Exercise instructions:
List each line of the items that contains the word "ceiling". Case counts.

Coordinate annotation records:

------------------------------------------------

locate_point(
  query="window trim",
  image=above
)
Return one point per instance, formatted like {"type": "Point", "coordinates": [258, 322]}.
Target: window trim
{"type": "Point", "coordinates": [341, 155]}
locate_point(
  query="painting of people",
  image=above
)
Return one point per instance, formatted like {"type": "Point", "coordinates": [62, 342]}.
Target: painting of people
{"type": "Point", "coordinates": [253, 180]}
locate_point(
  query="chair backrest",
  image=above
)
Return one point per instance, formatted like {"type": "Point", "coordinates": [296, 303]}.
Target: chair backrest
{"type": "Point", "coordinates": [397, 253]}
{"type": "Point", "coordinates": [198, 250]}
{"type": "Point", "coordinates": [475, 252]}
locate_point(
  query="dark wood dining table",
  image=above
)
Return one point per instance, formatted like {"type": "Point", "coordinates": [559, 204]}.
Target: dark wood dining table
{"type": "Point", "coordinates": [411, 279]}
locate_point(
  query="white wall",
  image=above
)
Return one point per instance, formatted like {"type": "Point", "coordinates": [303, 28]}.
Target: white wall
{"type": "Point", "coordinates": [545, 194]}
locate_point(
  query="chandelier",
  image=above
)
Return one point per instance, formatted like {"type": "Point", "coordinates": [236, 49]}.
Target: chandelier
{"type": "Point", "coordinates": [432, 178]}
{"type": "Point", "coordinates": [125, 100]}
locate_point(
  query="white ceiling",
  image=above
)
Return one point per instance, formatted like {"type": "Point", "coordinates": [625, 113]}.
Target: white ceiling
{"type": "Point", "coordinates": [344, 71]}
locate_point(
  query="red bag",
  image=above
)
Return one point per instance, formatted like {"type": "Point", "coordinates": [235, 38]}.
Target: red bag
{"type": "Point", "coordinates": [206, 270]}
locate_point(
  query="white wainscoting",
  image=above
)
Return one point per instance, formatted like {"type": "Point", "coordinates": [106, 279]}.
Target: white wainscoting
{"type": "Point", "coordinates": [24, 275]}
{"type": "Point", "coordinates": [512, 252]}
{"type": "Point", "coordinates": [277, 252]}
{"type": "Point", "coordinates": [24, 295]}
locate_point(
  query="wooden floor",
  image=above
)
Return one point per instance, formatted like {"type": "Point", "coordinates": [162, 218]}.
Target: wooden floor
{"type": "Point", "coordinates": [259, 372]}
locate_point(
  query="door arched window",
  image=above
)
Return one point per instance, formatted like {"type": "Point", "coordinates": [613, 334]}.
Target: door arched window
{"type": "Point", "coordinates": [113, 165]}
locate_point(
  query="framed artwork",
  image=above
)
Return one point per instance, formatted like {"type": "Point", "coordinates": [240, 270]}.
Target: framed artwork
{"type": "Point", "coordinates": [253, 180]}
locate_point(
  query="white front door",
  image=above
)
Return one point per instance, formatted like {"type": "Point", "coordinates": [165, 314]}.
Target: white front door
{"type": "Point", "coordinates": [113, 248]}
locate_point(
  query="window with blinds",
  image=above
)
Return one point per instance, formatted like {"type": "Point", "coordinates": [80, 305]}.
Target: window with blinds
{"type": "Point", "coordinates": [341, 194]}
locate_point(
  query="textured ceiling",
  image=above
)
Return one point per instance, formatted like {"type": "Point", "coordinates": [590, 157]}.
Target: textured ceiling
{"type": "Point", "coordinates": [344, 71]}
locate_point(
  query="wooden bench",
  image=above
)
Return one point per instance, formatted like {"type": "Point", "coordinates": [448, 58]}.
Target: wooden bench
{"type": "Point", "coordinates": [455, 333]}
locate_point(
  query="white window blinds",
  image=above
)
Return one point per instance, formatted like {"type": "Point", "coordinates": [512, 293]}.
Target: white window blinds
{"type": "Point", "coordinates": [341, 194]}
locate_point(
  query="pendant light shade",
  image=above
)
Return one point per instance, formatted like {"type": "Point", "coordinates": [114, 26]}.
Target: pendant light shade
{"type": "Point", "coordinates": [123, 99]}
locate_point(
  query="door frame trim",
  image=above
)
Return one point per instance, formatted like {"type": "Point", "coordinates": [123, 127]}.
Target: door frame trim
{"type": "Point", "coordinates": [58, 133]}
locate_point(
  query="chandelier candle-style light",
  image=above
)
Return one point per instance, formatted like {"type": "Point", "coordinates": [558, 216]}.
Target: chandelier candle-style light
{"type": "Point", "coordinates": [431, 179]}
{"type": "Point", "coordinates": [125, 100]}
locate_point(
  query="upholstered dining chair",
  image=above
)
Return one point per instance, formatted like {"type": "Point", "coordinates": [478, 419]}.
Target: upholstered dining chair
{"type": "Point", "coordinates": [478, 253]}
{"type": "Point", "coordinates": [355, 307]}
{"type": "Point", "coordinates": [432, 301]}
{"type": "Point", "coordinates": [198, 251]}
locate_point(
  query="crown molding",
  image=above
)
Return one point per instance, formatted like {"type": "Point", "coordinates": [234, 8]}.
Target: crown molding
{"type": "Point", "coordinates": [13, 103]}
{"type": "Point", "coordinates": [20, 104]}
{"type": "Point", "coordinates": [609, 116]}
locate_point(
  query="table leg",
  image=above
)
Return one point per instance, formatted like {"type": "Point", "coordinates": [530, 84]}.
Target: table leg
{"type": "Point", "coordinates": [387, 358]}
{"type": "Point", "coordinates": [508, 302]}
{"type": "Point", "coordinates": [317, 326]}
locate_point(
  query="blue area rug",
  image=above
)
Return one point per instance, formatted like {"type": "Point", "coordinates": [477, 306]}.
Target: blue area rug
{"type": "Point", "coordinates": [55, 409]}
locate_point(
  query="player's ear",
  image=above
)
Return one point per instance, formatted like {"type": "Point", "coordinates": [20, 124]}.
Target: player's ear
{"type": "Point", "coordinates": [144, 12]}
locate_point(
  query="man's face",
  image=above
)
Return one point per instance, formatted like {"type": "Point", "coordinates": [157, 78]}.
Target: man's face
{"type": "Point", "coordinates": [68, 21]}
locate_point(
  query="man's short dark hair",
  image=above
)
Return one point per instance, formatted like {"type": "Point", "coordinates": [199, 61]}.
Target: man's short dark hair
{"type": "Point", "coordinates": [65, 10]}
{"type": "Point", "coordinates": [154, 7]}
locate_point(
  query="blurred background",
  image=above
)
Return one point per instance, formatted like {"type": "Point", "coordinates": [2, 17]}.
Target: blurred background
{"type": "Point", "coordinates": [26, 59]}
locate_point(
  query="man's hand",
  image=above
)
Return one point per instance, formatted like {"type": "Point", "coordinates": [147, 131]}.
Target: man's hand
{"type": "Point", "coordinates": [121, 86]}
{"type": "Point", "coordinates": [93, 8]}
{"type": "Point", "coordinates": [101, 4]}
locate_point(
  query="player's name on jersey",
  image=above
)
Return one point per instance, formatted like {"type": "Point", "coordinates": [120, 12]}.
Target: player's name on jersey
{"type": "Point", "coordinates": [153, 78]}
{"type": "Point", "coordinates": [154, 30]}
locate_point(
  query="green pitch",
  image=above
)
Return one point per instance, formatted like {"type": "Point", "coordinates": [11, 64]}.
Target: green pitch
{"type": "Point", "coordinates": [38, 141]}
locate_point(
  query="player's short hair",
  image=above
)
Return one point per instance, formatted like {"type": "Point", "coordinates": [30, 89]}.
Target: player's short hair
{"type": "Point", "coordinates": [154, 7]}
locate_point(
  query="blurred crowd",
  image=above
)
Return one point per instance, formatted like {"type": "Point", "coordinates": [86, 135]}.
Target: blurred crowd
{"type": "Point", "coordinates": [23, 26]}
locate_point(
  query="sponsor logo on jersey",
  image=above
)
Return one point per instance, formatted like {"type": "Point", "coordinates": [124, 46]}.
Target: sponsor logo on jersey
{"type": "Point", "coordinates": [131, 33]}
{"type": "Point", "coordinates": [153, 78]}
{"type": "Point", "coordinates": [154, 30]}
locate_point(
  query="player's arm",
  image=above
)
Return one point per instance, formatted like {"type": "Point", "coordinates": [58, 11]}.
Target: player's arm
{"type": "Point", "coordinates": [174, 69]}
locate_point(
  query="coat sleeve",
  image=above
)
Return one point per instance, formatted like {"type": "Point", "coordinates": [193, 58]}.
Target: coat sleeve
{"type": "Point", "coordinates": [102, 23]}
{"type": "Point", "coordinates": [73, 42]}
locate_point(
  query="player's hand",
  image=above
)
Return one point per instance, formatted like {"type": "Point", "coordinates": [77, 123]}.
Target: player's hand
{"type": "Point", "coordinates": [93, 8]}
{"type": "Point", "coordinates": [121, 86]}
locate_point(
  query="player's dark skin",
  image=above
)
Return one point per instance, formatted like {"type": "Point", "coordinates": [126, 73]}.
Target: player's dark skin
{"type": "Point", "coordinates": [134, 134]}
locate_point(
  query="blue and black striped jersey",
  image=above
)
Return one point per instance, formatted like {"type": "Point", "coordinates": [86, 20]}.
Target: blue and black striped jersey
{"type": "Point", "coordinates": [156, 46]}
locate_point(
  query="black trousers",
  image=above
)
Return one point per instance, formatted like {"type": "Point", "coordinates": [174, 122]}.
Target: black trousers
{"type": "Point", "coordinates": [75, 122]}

------------------------------------------------

Task output:
  query="white ceiling",
Target: white ceiling
  query="textured ceiling",
Target: textured ceiling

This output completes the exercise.